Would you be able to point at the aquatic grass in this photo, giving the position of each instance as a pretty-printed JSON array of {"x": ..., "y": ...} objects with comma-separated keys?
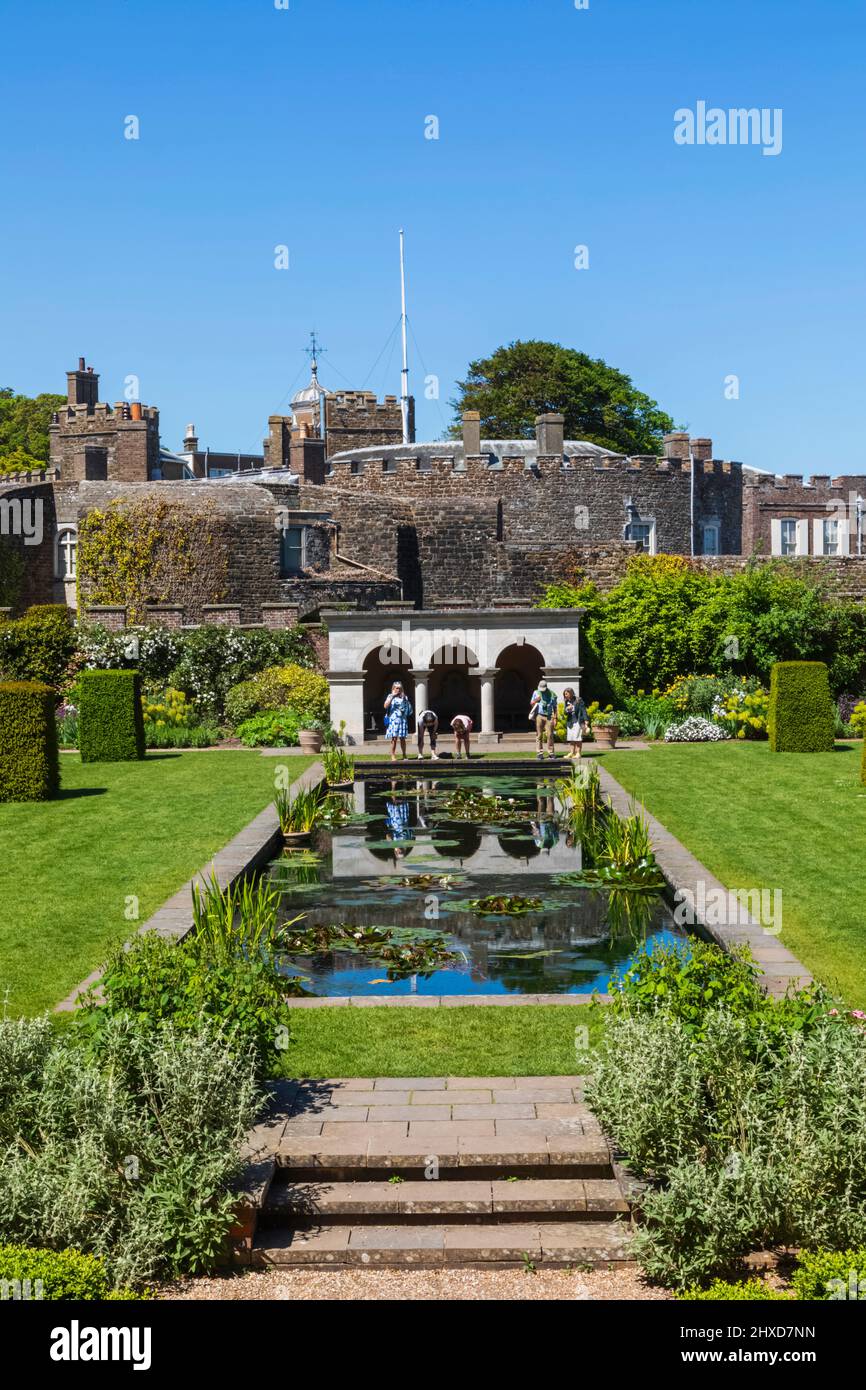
[
  {"x": 299, "y": 813},
  {"x": 239, "y": 919},
  {"x": 339, "y": 766}
]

_ _ _

- [ASSIGNED TASK]
When you copy the data above, reproduce each line exactly and skip every image.

- [RESPONSE TO THE TASK]
Would you be able to point at the aquatic grass in this photo, giving the position of each instance as a pretty-printed JSON array of {"x": ..., "y": ...} objects with comma-separated keys?
[
  {"x": 299, "y": 813},
  {"x": 239, "y": 919},
  {"x": 339, "y": 766}
]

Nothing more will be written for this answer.